#### Excerpted passage

We are going to import some useful libraries first.

* `numpy` supports fast computation on large, n-dimensional arrays. Python is slower than languages like C and Java, so `numpy` tries to speed it up. It's conventional to import it as `np`.
* `pandas` is built on top of `numpy`. It gives you some easy tools to visualize and analyze tabular (2-dimensional) data. It's conventional to import it as `pd`.
* `spacy` is a fast and fancy natural language processing library.

In [None]:
import numpy as np
import pandas as pd
import spacy

Though spaCy and NLTK both come with their own lemmatizers, they are not that good. Brad Jascob's LemmInflect is better! So we'll use it. `https://github.com/bjascob/LemmInflect`

You can run bash commands after the `!` symbol. Because Colab doesn't come with LemmInflect, I have to install it with `pip`.

In [None]:
!pip3 install lemminflect
import lemminflect



## **Dealing with data**


~~First, obtain WKB's measures at `http://crr.ugent.be/archives/1003` then upload here by connecting to the runtime, then uploading `Ratings_Warriner_et_al.csv` in the Files sidebar.~~

OK, because it's annoying to upload the WKB ratings every time, we are going to keep it in the `Summer Cog Zoom May 20` folder on Google Drive. We can mount Google Drive by running the following cell:

In [None]:
from google.colab import drive
drive.mount('/content/drive')

Drive already mounted at /content/drive; to attempt to forcibly remount, call drive.mount("/content/drive", force_remount=True).


Read in the lexicon, and call in only the relevant columns.

In [None]:
ratings_path = '/content/drive/My Drive/Summer Cog Zoom May 20/Linguistic/Ratings_Warriner_et_al.csv'

# df meaning dataframe
df = pd.read_csv(ratings_path, usecols=['Word', 'V.Mean.Sum', 'A.Mean.Sum', 'D.Mean.Sum'])
print('There are this many words:', len(df)-1)

There are this many words: 13914


Obviously, there are more than 13914 words in the English language. We will have to ignore all the words not in this list, but if we have time, we could try to extrapolate ('bootstrap') using word vector distances.

########

In the notebook excerpt, which lemmatizer is chosen over the ones that come with spaCy and NLTK? This data has no connection to the notebook excerpt.

#### Data rows

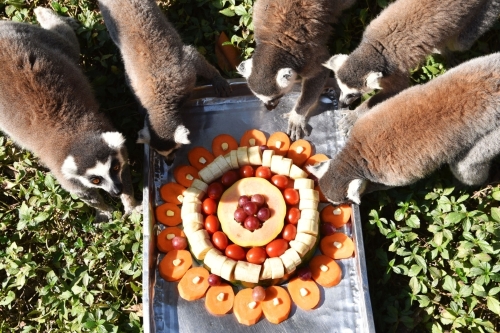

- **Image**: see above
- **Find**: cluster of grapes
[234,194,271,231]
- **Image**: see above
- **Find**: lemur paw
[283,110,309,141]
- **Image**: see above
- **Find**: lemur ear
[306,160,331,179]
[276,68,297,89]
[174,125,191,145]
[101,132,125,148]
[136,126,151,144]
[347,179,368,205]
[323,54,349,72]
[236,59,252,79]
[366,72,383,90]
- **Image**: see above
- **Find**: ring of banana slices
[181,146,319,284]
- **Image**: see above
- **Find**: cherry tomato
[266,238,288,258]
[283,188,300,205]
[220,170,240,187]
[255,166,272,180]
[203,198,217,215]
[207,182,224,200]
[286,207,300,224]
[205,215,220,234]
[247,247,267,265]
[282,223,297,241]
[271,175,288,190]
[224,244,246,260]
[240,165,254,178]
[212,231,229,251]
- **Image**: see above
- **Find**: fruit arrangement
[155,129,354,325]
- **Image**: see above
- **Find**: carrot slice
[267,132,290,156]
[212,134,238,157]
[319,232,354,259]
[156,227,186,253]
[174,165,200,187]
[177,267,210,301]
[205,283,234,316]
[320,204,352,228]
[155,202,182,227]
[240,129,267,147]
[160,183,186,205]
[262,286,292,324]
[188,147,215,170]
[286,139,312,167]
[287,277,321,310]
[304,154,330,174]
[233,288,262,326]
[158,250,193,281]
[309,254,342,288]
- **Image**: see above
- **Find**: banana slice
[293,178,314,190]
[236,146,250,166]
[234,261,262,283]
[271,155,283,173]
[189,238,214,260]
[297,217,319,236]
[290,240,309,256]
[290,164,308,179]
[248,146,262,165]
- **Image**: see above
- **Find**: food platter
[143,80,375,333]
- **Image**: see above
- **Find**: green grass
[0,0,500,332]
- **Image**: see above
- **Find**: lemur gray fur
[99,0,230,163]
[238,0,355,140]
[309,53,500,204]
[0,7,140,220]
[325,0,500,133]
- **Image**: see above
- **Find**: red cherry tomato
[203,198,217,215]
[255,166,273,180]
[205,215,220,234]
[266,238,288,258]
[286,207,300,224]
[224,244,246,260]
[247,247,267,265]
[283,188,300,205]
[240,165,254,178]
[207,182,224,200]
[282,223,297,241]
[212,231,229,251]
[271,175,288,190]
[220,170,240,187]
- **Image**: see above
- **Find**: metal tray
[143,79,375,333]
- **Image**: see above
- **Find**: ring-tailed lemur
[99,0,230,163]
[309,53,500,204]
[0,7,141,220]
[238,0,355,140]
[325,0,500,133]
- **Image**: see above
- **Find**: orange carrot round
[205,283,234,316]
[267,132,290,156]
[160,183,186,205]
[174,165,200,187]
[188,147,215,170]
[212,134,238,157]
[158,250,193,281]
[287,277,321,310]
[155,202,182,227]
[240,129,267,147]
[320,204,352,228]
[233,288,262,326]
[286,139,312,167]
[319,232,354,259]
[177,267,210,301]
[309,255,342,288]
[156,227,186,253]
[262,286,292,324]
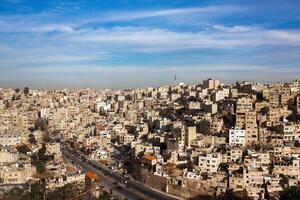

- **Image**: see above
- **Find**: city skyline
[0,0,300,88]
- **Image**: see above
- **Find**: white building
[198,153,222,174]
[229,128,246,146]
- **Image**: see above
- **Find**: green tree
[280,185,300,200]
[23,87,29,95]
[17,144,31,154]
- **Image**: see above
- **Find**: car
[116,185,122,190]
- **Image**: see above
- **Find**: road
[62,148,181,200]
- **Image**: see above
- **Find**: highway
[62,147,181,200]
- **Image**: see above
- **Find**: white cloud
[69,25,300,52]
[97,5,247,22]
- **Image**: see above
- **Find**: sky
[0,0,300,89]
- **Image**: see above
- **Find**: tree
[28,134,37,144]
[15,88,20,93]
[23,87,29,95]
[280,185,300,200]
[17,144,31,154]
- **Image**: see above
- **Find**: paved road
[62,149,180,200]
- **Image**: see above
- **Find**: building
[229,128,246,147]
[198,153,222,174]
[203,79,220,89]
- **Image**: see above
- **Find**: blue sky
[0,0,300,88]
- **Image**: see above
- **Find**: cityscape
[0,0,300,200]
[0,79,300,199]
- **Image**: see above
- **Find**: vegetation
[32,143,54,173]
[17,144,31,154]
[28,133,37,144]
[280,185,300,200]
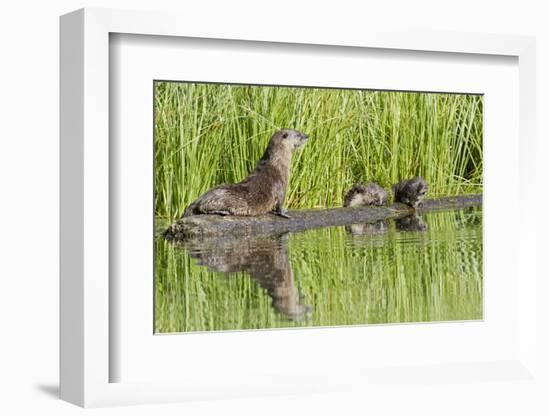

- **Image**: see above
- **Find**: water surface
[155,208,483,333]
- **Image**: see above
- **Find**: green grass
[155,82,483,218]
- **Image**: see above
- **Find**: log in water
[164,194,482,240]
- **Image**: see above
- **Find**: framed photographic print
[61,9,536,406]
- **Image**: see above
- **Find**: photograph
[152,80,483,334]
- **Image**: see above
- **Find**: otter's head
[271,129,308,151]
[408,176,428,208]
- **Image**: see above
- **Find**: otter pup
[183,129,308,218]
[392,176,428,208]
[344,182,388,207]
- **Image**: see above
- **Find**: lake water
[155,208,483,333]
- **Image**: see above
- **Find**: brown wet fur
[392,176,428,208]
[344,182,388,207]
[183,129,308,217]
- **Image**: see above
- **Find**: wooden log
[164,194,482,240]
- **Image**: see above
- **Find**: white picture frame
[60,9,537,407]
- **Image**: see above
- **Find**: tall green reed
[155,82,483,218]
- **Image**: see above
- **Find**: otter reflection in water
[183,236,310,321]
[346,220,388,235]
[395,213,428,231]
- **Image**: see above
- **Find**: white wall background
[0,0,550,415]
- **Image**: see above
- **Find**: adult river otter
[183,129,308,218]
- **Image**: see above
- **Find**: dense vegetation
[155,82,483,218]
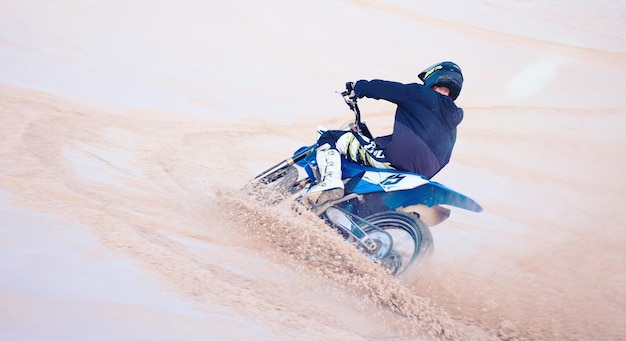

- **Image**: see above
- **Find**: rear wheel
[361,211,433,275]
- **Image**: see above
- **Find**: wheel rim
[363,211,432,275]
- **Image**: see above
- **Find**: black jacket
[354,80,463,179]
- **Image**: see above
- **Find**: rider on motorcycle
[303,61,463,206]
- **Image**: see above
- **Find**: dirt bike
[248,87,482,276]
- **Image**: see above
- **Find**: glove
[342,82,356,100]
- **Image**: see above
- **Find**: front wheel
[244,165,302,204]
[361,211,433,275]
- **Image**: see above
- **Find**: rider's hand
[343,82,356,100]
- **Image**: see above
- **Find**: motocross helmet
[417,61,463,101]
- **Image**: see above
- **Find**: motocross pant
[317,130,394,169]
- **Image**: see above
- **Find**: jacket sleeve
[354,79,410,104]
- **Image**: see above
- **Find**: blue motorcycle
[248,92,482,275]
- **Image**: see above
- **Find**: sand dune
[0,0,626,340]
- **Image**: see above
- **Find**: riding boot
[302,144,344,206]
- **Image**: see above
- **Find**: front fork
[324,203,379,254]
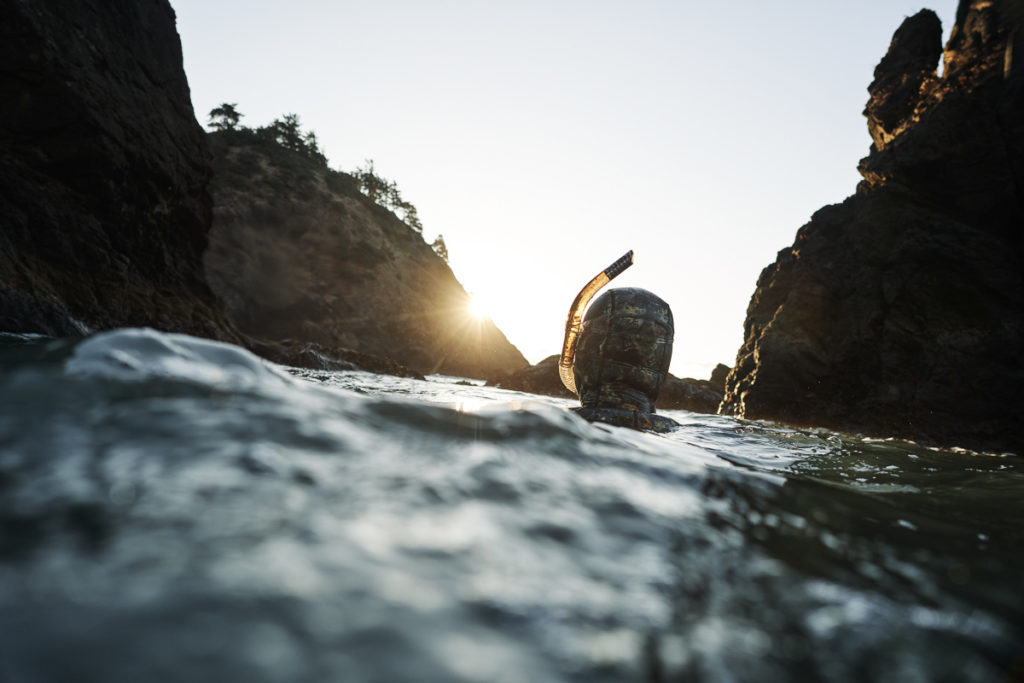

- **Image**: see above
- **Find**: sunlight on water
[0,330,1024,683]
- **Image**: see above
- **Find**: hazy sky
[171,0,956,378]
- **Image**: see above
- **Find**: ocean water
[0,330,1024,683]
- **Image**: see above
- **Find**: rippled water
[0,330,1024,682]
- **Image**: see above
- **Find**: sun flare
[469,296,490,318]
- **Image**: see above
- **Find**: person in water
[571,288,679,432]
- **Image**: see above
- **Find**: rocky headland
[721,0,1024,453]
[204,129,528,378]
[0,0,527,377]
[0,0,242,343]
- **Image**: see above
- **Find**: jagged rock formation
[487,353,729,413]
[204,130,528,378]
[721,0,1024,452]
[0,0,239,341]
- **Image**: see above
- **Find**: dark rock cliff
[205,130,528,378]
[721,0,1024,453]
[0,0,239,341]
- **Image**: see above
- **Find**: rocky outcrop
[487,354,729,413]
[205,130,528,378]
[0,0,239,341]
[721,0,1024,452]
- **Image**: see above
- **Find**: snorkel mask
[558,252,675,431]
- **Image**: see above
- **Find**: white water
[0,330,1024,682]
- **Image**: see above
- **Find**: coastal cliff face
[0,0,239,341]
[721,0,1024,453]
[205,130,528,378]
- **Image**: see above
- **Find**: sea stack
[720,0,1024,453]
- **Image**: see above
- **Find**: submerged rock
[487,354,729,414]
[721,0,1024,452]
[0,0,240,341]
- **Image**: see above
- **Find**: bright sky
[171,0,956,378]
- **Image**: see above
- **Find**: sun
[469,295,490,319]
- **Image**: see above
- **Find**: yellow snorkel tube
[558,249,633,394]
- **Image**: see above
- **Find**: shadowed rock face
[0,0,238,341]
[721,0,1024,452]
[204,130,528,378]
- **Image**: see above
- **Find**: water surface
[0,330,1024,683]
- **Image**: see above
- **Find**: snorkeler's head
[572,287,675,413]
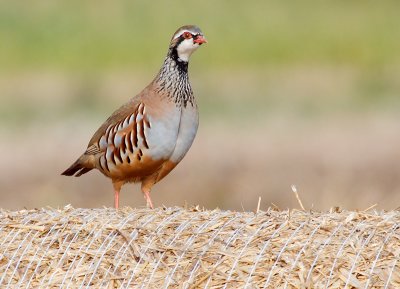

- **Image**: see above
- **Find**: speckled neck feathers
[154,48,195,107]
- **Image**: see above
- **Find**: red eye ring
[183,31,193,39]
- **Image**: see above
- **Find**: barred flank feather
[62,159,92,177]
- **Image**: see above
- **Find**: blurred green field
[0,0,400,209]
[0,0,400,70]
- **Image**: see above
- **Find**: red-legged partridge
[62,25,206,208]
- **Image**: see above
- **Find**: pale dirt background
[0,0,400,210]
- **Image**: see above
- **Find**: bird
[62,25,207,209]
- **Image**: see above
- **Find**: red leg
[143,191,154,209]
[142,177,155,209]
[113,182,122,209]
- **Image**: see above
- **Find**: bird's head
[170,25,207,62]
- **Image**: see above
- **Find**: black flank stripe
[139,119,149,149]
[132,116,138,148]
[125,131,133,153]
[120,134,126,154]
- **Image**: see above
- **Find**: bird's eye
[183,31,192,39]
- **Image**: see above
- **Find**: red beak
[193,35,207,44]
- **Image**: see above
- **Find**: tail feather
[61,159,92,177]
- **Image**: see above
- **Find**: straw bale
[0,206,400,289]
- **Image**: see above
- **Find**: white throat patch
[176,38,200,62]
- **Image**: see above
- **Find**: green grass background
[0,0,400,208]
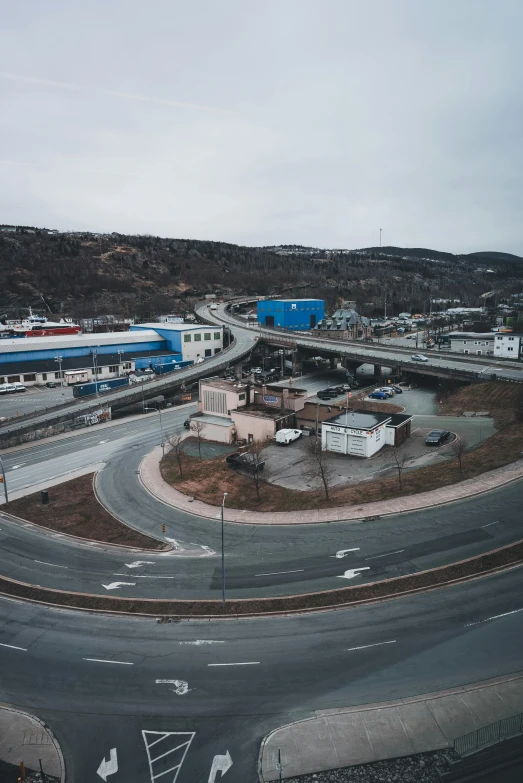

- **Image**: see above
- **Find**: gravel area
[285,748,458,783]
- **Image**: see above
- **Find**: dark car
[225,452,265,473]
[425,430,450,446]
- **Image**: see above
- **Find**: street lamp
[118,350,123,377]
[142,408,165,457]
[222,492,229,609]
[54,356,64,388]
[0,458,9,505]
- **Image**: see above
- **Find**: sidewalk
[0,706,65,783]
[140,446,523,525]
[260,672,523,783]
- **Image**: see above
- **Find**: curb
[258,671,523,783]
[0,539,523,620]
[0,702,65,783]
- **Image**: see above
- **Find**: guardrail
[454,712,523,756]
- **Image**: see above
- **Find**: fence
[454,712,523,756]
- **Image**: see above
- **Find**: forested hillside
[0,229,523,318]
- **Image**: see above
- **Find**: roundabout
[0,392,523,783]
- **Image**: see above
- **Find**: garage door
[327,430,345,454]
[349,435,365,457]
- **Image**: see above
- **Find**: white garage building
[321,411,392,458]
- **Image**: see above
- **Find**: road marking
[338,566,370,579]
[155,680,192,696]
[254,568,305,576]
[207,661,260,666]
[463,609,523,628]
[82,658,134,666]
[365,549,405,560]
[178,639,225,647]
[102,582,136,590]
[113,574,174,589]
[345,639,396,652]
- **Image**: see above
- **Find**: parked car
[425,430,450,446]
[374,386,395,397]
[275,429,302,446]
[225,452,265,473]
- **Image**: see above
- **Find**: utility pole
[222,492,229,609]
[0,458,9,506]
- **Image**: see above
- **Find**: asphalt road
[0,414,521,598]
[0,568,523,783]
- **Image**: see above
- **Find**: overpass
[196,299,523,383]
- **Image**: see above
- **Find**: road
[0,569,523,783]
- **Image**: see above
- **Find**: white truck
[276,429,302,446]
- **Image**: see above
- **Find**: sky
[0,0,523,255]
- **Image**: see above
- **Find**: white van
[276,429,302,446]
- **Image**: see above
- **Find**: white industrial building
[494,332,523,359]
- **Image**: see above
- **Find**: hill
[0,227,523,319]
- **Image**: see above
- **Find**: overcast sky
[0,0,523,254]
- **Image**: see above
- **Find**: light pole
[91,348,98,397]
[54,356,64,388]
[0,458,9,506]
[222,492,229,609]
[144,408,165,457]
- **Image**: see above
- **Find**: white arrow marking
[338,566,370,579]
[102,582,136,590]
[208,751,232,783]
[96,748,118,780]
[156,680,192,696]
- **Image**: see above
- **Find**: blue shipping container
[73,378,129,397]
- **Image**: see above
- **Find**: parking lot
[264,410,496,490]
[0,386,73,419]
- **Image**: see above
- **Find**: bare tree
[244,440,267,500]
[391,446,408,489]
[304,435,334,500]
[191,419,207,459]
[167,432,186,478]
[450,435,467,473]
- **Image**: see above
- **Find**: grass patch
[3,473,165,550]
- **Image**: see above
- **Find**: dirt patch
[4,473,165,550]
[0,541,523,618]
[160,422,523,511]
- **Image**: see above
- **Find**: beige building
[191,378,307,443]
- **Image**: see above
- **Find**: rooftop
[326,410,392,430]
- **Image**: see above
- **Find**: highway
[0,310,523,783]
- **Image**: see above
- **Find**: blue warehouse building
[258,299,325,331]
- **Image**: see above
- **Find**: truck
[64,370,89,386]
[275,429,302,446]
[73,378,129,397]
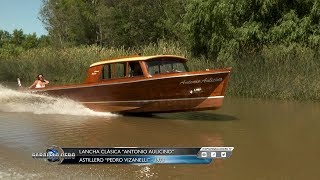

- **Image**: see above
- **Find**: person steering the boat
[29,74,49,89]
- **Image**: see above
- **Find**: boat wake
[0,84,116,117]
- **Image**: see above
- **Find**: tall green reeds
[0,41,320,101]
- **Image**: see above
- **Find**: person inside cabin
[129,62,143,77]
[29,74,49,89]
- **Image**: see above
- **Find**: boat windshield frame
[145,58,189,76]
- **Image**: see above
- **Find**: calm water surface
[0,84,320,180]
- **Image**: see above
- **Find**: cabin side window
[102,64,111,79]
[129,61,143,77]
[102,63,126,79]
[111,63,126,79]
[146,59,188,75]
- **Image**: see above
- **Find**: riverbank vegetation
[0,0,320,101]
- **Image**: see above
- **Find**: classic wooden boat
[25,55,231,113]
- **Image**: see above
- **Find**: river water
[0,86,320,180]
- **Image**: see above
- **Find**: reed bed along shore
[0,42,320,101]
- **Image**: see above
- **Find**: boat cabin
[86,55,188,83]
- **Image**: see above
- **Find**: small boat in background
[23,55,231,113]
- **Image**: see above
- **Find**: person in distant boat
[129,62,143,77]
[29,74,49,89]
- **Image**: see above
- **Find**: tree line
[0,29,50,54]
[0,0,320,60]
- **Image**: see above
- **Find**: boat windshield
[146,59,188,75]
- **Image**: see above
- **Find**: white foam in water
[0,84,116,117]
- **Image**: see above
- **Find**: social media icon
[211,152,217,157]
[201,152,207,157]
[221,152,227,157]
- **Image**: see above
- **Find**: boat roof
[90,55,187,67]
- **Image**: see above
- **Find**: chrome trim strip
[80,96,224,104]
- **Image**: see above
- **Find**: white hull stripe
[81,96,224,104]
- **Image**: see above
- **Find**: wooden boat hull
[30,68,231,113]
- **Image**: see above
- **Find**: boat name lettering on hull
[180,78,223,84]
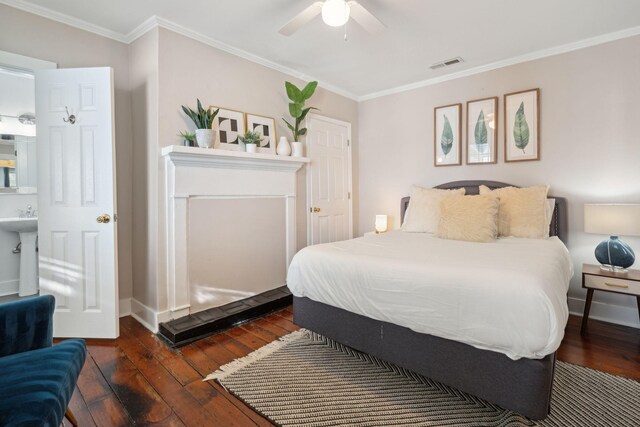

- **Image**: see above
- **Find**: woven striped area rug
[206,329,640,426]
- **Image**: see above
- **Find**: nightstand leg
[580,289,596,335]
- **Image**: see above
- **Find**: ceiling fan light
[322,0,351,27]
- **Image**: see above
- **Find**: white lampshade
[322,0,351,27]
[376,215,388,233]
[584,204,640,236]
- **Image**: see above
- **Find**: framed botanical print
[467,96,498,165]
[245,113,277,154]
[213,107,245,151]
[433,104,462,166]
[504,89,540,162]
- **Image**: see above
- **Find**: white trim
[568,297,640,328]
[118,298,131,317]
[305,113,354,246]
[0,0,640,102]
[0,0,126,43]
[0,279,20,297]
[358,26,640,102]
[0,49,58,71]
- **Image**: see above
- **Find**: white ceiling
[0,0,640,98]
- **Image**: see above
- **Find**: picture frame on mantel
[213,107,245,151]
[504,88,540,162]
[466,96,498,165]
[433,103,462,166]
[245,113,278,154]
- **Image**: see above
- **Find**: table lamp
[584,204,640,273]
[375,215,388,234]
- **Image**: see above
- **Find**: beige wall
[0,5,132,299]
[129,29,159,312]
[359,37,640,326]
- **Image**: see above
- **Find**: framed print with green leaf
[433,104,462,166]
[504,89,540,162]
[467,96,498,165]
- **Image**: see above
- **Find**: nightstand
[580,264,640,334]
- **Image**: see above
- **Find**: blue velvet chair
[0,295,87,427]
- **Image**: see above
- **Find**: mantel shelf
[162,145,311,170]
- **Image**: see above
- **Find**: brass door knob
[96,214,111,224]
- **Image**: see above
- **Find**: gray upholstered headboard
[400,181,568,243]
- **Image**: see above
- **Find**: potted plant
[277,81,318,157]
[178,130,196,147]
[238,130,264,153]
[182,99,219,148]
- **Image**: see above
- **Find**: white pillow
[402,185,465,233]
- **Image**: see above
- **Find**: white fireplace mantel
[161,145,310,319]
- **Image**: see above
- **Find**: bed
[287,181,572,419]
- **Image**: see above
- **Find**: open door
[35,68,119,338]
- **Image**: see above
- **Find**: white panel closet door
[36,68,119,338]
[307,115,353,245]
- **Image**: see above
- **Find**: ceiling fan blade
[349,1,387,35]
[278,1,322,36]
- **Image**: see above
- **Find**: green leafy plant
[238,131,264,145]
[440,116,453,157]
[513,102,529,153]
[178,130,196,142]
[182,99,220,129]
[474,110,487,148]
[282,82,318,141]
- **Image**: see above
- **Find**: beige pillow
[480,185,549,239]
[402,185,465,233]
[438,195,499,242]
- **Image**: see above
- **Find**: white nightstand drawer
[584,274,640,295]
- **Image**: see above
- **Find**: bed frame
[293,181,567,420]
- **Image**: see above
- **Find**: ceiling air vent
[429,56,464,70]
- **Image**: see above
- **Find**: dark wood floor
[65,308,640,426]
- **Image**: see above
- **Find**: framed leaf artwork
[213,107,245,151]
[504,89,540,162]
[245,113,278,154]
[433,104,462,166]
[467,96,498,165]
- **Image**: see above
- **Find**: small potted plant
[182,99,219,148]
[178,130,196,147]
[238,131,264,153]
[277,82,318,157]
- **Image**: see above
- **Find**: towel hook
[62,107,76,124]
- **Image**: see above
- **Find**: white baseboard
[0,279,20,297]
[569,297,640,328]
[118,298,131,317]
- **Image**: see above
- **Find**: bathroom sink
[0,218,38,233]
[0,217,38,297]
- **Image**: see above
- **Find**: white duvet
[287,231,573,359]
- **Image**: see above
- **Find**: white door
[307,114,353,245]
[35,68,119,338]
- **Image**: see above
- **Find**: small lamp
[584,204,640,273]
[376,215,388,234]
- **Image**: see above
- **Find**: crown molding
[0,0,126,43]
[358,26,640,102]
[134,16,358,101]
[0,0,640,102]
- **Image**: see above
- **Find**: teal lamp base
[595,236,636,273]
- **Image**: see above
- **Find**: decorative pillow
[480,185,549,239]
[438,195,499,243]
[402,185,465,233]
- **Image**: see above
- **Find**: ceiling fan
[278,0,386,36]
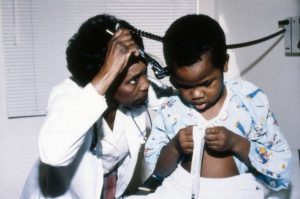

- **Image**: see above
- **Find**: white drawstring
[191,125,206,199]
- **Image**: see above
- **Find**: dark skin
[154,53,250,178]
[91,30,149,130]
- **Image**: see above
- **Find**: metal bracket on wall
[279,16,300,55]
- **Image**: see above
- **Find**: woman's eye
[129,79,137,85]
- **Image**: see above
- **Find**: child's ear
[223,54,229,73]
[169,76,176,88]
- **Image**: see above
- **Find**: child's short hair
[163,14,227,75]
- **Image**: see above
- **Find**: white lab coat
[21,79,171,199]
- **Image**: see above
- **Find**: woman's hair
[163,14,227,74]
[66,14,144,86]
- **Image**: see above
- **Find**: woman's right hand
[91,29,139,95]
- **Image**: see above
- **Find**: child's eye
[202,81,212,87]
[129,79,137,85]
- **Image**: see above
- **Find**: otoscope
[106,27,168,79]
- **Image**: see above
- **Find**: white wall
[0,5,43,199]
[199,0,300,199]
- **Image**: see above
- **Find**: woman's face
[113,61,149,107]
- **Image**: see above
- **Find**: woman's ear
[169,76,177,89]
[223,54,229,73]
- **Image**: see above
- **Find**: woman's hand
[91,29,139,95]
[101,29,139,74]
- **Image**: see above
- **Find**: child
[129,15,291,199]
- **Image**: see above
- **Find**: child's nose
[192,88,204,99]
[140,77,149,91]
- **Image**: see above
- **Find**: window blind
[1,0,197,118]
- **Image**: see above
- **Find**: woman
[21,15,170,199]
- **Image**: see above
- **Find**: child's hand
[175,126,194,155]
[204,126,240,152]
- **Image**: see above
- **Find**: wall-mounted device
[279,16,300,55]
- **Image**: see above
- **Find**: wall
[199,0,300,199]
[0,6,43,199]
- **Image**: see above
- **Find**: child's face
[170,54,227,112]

########

[Answer to the task]:
Brad Jascob's LemmInflect